Problem requirements:
Reproduce verbatim the stretch of the entries from their start through the line containing "180 82 L 178", leaving out any pictures.

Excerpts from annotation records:
◆ ◆ ◆ ◆ ◆ ◆ ◆
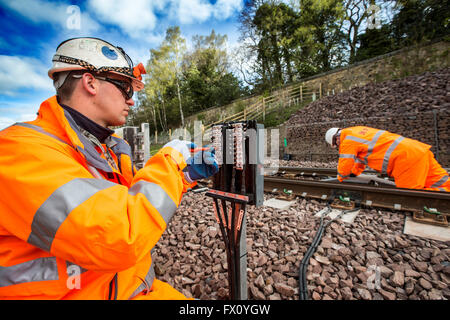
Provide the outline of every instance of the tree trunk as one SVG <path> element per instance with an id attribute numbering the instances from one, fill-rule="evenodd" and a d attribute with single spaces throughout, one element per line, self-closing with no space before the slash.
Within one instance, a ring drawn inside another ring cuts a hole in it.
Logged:
<path id="1" fill-rule="evenodd" d="M 180 82 L 178 81 L 178 77 L 177 77 L 177 94 L 178 94 L 178 104 L 180 106 L 181 126 L 184 128 L 184 115 L 183 115 L 183 108 L 181 107 Z"/>

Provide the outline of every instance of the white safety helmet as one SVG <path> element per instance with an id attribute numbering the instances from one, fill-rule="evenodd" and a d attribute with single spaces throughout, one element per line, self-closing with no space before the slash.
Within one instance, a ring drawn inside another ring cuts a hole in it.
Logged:
<path id="1" fill-rule="evenodd" d="M 63 41 L 53 56 L 53 66 L 48 70 L 48 76 L 54 79 L 54 74 L 62 72 L 57 81 L 56 89 L 61 87 L 70 71 L 89 70 L 93 72 L 111 72 L 131 79 L 134 91 L 144 88 L 141 74 L 145 74 L 142 63 L 133 68 L 133 61 L 122 48 L 98 38 L 73 38 Z"/>
<path id="2" fill-rule="evenodd" d="M 338 133 L 339 128 L 331 128 L 328 129 L 327 133 L 325 133 L 325 141 L 328 142 L 328 144 L 332 147 L 335 147 L 336 145 L 333 145 L 333 137 Z"/>

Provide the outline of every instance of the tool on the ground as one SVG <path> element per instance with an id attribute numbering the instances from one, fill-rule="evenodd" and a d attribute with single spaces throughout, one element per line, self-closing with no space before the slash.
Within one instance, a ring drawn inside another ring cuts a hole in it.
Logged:
<path id="1" fill-rule="evenodd" d="M 247 244 L 245 212 L 264 200 L 264 126 L 254 120 L 212 127 L 212 143 L 219 172 L 206 193 L 225 242 L 229 297 L 247 299 Z"/>

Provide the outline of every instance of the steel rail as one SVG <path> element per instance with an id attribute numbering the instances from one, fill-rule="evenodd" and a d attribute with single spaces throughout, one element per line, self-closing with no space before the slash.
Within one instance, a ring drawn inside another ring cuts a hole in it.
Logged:
<path id="1" fill-rule="evenodd" d="M 361 205 L 393 210 L 422 211 L 424 206 L 435 208 L 444 215 L 450 215 L 450 192 L 402 189 L 395 187 L 374 187 L 345 182 L 324 182 L 311 180 L 264 177 L 264 191 L 292 190 L 303 197 L 329 199 L 332 195 L 348 195 L 360 201 Z"/>

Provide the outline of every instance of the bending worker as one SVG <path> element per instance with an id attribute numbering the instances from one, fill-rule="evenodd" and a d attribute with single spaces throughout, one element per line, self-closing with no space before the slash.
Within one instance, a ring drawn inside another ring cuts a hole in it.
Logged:
<path id="1" fill-rule="evenodd" d="M 141 73 L 106 41 L 67 40 L 48 72 L 57 95 L 0 131 L 0 299 L 185 298 L 155 279 L 150 251 L 218 168 L 213 150 L 173 140 L 135 170 L 108 126 L 125 123 Z"/>
<path id="2" fill-rule="evenodd" d="M 325 140 L 339 148 L 341 182 L 368 166 L 393 177 L 398 188 L 450 191 L 448 173 L 434 159 L 428 144 L 363 126 L 331 128 Z"/>

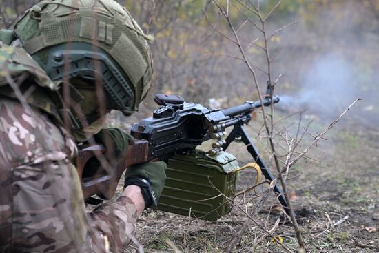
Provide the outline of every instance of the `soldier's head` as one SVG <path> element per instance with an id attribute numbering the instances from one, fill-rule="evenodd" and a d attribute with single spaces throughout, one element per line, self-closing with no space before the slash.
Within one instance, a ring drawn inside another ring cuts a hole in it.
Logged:
<path id="1" fill-rule="evenodd" d="M 74 83 L 85 97 L 90 97 L 85 90 L 101 87 L 108 110 L 132 113 L 150 87 L 148 38 L 112 0 L 43 1 L 16 23 L 14 31 L 52 81 Z M 101 97 L 96 93 L 95 100 Z"/>

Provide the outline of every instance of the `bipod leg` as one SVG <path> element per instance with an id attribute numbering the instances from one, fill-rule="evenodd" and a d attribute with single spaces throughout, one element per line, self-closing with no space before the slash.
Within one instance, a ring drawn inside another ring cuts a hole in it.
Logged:
<path id="1" fill-rule="evenodd" d="M 233 141 L 236 137 L 240 136 L 241 137 L 241 140 L 243 143 L 246 145 L 246 149 L 247 150 L 249 153 L 250 153 L 255 162 L 259 165 L 259 167 L 260 167 L 260 170 L 262 170 L 262 173 L 266 178 L 266 179 L 272 181 L 274 179 L 274 175 L 272 174 L 272 173 L 271 173 L 269 168 L 263 161 L 263 159 L 258 152 L 256 147 L 254 145 L 253 142 L 252 141 L 252 140 L 247 135 L 247 133 L 242 125 L 236 125 L 234 126 L 233 130 L 232 130 L 227 138 L 225 139 L 226 144 L 223 146 L 223 150 L 226 150 L 226 148 L 229 146 L 232 141 Z M 287 208 L 288 205 L 287 205 L 287 201 L 285 200 L 283 191 L 279 187 L 279 185 L 278 185 L 277 183 L 275 184 L 274 191 L 278 194 L 279 202 L 284 208 L 287 214 L 289 215 L 289 210 Z"/>

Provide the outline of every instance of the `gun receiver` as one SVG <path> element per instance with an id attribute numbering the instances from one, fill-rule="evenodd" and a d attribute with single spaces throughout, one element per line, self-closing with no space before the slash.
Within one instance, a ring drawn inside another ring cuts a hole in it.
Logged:
<path id="1" fill-rule="evenodd" d="M 262 103 L 247 101 L 243 105 L 225 110 L 209 110 L 198 103 L 186 103 L 179 96 L 157 94 L 154 100 L 161 105 L 160 109 L 154 112 L 152 117 L 145 119 L 132 126 L 131 134 L 138 141 L 130 145 L 124 156 L 125 159 L 119 163 L 113 175 L 103 177 L 102 181 L 98 179 L 95 186 L 89 183 L 91 181 L 88 180 L 86 184 L 82 183 L 85 199 L 94 194 L 101 194 L 105 199 L 111 198 L 122 172 L 128 165 L 156 159 L 167 161 L 175 154 L 185 154 L 211 139 L 216 139 L 212 145 L 213 149 L 209 152 L 212 156 L 226 150 L 232 141 L 240 138 L 265 178 L 269 181 L 274 179 L 243 125 L 251 120 L 251 112 L 254 110 L 278 103 L 279 97 L 274 96 L 272 101 L 266 97 Z M 225 129 L 232 126 L 234 127 L 232 132 L 226 139 L 223 139 L 226 136 Z M 85 156 L 82 154 L 81 156 Z M 134 158 L 132 159 L 131 156 Z M 79 161 L 79 167 L 81 169 L 78 169 L 81 178 L 86 162 L 85 159 L 82 158 L 82 160 Z M 274 191 L 285 208 L 287 205 L 282 190 L 276 185 Z"/>

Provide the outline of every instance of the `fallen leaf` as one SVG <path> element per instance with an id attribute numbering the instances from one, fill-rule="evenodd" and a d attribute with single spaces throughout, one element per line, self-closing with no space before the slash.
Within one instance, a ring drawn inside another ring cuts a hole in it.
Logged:
<path id="1" fill-rule="evenodd" d="M 296 196 L 296 193 L 295 192 L 294 190 L 292 190 L 291 191 L 291 192 L 289 192 L 289 199 L 291 199 L 291 200 L 296 200 L 298 199 L 299 197 Z"/>
<path id="2" fill-rule="evenodd" d="M 276 241 L 278 241 L 279 243 L 283 243 L 283 239 L 282 238 L 282 236 L 275 236 L 275 239 L 276 239 Z M 271 239 L 271 241 L 273 242 L 274 243 L 276 243 L 276 241 L 274 238 Z"/>
<path id="3" fill-rule="evenodd" d="M 365 229 L 370 233 L 376 232 L 376 227 L 365 227 Z"/>

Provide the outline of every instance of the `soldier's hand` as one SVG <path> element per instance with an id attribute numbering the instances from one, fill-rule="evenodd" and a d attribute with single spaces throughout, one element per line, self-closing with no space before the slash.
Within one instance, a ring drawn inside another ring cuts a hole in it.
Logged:
<path id="1" fill-rule="evenodd" d="M 163 161 L 149 162 L 129 167 L 125 175 L 125 185 L 140 186 L 145 209 L 156 205 L 165 187 L 167 165 Z"/>

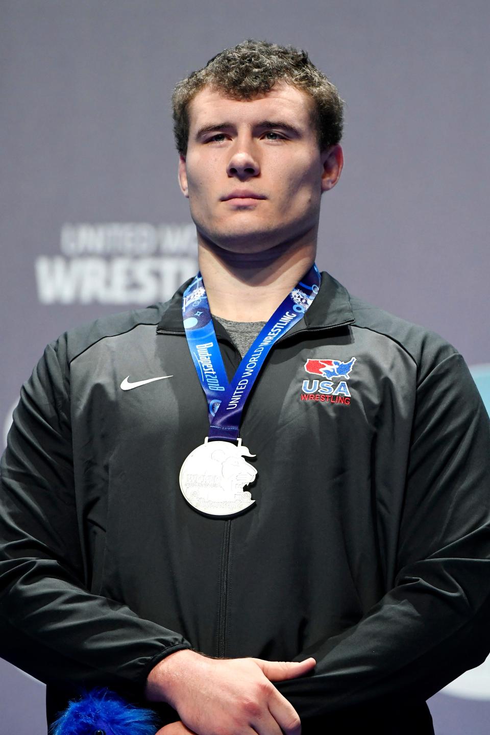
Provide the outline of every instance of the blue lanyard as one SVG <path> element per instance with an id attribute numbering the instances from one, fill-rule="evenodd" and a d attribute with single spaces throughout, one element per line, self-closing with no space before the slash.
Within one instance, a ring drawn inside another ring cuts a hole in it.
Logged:
<path id="1" fill-rule="evenodd" d="M 184 328 L 208 401 L 209 439 L 233 442 L 238 438 L 243 408 L 270 350 L 303 318 L 320 283 L 314 264 L 260 331 L 229 383 L 200 273 L 187 287 L 182 298 Z"/>

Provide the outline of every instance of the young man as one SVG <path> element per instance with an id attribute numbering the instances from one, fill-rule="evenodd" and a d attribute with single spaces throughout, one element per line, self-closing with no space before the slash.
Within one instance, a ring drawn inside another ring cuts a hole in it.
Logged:
<path id="1" fill-rule="evenodd" d="M 306 54 L 245 42 L 173 102 L 201 275 L 24 387 L 3 654 L 49 721 L 107 684 L 161 735 L 433 733 L 489 648 L 485 409 L 453 347 L 316 270 L 342 103 Z"/>

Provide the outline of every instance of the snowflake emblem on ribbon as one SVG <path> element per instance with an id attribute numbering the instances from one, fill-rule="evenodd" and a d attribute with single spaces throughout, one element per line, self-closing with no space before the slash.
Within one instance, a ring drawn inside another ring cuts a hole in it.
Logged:
<path id="1" fill-rule="evenodd" d="M 291 292 L 291 298 L 295 302 L 295 304 L 299 304 L 300 306 L 304 306 L 305 309 L 308 309 L 310 299 L 308 298 L 306 294 L 299 288 L 293 288 Z"/>

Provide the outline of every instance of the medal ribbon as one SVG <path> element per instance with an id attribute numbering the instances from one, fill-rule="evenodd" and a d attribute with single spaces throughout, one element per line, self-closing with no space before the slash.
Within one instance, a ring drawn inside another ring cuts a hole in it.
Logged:
<path id="1" fill-rule="evenodd" d="M 233 442 L 238 438 L 243 408 L 270 350 L 303 318 L 320 283 L 314 264 L 261 329 L 229 383 L 200 273 L 187 287 L 182 298 L 184 328 L 208 401 L 209 439 Z"/>

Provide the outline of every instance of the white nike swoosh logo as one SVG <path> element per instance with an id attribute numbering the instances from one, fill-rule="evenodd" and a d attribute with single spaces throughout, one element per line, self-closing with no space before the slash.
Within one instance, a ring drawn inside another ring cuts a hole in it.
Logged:
<path id="1" fill-rule="evenodd" d="M 128 378 L 129 376 L 128 376 Z M 153 383 L 155 380 L 164 380 L 165 378 L 173 378 L 173 375 L 162 375 L 159 378 L 148 378 L 148 380 L 139 380 L 136 383 L 130 383 L 128 378 L 125 378 L 123 382 L 120 384 L 120 387 L 123 390 L 131 390 L 133 388 L 137 388 L 140 385 L 146 385 L 147 383 Z"/>

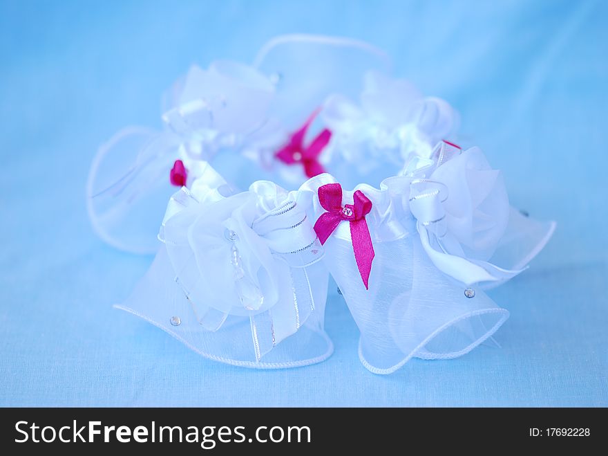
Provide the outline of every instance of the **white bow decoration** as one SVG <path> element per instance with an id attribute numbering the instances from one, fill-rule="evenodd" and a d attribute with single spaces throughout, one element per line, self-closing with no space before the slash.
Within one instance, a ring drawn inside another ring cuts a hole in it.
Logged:
<path id="1" fill-rule="evenodd" d="M 196 183 L 171 198 L 159 239 L 199 323 L 217 331 L 249 317 L 259 360 L 314 310 L 307 268 L 323 249 L 305 212 L 311 196 L 267 181 L 225 196 L 211 167 Z"/>

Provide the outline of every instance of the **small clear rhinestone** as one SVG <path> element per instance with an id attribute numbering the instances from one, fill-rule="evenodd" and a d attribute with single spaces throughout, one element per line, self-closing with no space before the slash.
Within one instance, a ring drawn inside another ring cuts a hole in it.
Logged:
<path id="1" fill-rule="evenodd" d="M 224 237 L 225 237 L 229 241 L 236 241 L 238 239 L 238 235 L 232 230 L 229 230 L 228 228 L 226 228 L 224 230 Z"/>

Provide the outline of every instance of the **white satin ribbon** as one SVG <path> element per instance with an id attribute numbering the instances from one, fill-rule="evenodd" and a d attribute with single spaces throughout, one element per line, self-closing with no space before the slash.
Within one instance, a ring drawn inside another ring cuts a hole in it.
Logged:
<path id="1" fill-rule="evenodd" d="M 477 191 L 490 192 L 488 189 L 477 189 Z M 457 210 L 465 210 L 468 203 L 465 197 L 468 196 L 463 195 L 462 207 Z M 454 196 L 453 199 L 457 197 Z M 486 261 L 467 257 L 455 233 L 450 229 L 450 215 L 445 207 L 448 198 L 448 187 L 441 182 L 421 179 L 414 179 L 410 185 L 409 207 L 417 221 L 421 244 L 439 271 L 459 282 L 471 285 L 510 279 L 524 270 L 504 269 Z M 458 205 L 457 201 L 455 204 Z M 452 210 L 455 210 L 453 208 Z M 505 210 L 509 210 L 508 206 Z"/>
<path id="2" fill-rule="evenodd" d="M 310 196 L 266 181 L 227 195 L 211 166 L 203 172 L 171 198 L 159 239 L 200 324 L 218 331 L 229 316 L 249 317 L 259 360 L 315 309 L 307 268 L 323 248 Z"/>

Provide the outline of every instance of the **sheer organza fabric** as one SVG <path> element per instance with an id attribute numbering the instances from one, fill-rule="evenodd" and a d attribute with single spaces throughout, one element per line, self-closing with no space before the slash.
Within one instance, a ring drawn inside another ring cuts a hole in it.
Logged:
<path id="1" fill-rule="evenodd" d="M 391 77 L 390 66 L 364 43 L 289 35 L 251 66 L 191 69 L 166 97 L 164 129 L 120 133 L 91 170 L 88 204 L 99 235 L 157 251 L 117 307 L 206 357 L 257 368 L 330 356 L 330 275 L 372 372 L 412 357 L 455 358 L 491 337 L 509 312 L 484 289 L 524 271 L 555 225 L 511 208 L 479 149 L 441 140 L 453 136 L 457 113 Z M 313 129 L 332 131 L 320 156 L 331 174 L 305 181 L 275 154 L 313 111 Z M 188 170 L 177 191 L 167 179 L 176 159 Z M 372 203 L 368 289 L 348 223 L 323 245 L 314 228 L 325 212 L 319 188 L 336 183 L 343 206 L 357 190 Z"/>

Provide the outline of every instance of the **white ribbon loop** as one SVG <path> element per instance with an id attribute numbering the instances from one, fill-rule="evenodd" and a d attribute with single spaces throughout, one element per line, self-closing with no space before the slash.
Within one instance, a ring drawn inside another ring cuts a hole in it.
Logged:
<path id="1" fill-rule="evenodd" d="M 171 198 L 159 239 L 200 324 L 218 331 L 230 316 L 249 317 L 259 361 L 315 308 L 306 270 L 323 250 L 309 197 L 272 183 L 224 196 L 213 168 L 203 175 Z"/>
<path id="2" fill-rule="evenodd" d="M 493 172 L 486 169 L 489 167 L 480 154 L 477 149 L 461 154 L 459 147 L 442 141 L 432 155 L 435 171 L 431 177 L 437 180 L 417 179 L 410 185 L 410 210 L 417 220 L 424 250 L 438 269 L 466 285 L 509 279 L 524 270 L 500 268 L 479 257 L 475 248 L 462 245 L 464 241 L 473 247 L 480 244 L 476 239 L 484 241 L 486 231 L 489 235 L 486 237 L 493 235 L 497 241 L 502 232 L 498 232 L 500 230 L 495 229 L 495 225 L 508 217 L 509 203 L 506 197 L 502 197 L 506 192 L 500 188 L 503 184 L 495 177 L 495 172 L 492 174 L 494 179 L 475 179 L 476 188 L 469 186 L 468 179 L 473 173 L 484 176 Z M 450 170 L 447 170 L 448 165 Z M 497 201 L 493 206 L 486 201 L 492 196 Z M 497 212 L 486 213 L 484 205 Z M 492 230 L 498 235 L 493 235 Z M 484 247 L 492 250 L 491 246 Z"/>

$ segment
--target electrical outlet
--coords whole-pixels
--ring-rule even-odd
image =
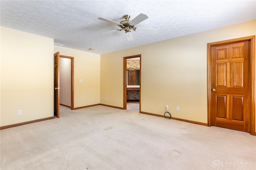
[[[22,110],[18,110],[18,115],[21,115],[22,114]]]

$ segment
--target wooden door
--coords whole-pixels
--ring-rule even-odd
[[[136,84],[135,70],[131,70],[128,71],[128,85],[135,85]]]
[[[54,54],[54,115],[60,118],[60,52]]]
[[[248,41],[211,47],[211,125],[250,131],[250,48]]]

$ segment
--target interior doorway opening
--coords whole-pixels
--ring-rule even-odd
[[[141,55],[124,57],[124,109],[140,112]]]

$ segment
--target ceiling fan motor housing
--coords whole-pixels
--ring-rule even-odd
[[[132,25],[130,24],[130,19],[131,16],[130,15],[125,15],[124,16],[124,18],[125,19],[123,21],[120,22],[120,23],[122,24],[122,25],[119,25],[119,26],[122,29],[124,29],[124,31],[126,32],[130,32],[130,29],[133,29],[134,25]]]

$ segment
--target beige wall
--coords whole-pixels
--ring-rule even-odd
[[[207,123],[207,44],[255,35],[256,25],[254,20],[101,55],[100,103],[123,107],[123,57],[141,54],[141,111],[163,115],[168,105],[172,117]]]
[[[71,106],[71,59],[60,57],[60,103]]]
[[[99,104],[100,55],[54,45],[54,52],[58,51],[74,57],[74,107]]]
[[[53,39],[0,28],[0,126],[53,116]]]

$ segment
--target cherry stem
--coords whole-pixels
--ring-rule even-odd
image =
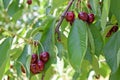
[[[3,30],[3,31],[6,31],[6,32],[8,32],[11,36],[17,36],[18,38],[21,38],[21,39],[23,39],[25,42],[27,42],[27,43],[31,43],[32,42],[32,40],[30,40],[30,39],[26,39],[26,38],[24,38],[24,37],[21,37],[20,35],[18,35],[18,34],[15,34],[15,33],[13,33],[13,32],[11,32],[11,31],[8,31],[8,30],[6,30],[6,29],[4,29],[3,27],[1,27],[0,28],[1,30]]]
[[[61,39],[60,39],[60,31],[59,31],[60,25],[62,24],[63,19],[64,19],[65,15],[66,15],[67,11],[69,10],[69,8],[71,7],[71,5],[73,4],[73,2],[74,2],[74,0],[71,0],[71,1],[69,2],[69,4],[68,4],[68,6],[66,7],[65,11],[62,13],[62,15],[61,15],[61,17],[60,17],[60,20],[59,20],[58,23],[57,23],[57,26],[56,26],[56,29],[55,29],[55,33],[58,34],[57,39],[58,39],[59,41],[61,40]]]
[[[41,43],[41,42],[39,42],[39,44],[40,44],[40,46],[41,46],[41,48],[42,48],[42,51],[43,51],[43,52],[45,52],[45,50],[44,50],[44,47],[43,47],[42,43]]]
[[[45,76],[45,74],[44,74],[44,72],[43,72],[43,73],[42,73],[41,80],[44,80],[44,76]]]

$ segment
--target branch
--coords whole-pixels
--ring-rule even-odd
[[[41,80],[44,80],[44,77],[45,77],[45,74],[44,74],[44,72],[42,73],[42,78],[41,78]]]
[[[71,1],[69,2],[69,4],[68,4],[68,6],[66,7],[65,11],[62,13],[62,15],[61,15],[61,17],[60,17],[60,20],[59,20],[58,23],[57,23],[57,26],[56,26],[56,29],[55,29],[55,33],[58,34],[57,39],[58,39],[59,41],[61,40],[61,39],[60,39],[60,31],[59,31],[60,25],[62,24],[63,19],[64,19],[67,11],[69,10],[69,8],[70,8],[70,6],[72,5],[73,2],[74,2],[74,0],[71,0]]]

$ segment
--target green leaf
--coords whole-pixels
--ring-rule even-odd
◆ ◆ ◆ ◆ ◆ ◆ ◆
Result of this task:
Provide the outline of every instance of the tree trunk as one SVG <path> element per instance with an id attribute numbering the instances from one, fill-rule="evenodd" and a d attribute with single spaces throughout, one element per line, self-closing with no space before the slash.
Within one instance, a ring drawn inside another ring cuts a hole in it.
Logged:
<path id="1" fill-rule="evenodd" d="M 180 82 L 178 81 L 178 77 L 177 77 L 177 94 L 178 94 L 178 104 L 180 106 L 181 126 L 184 128 L 184 115 L 183 115 L 183 108 L 181 107 Z"/>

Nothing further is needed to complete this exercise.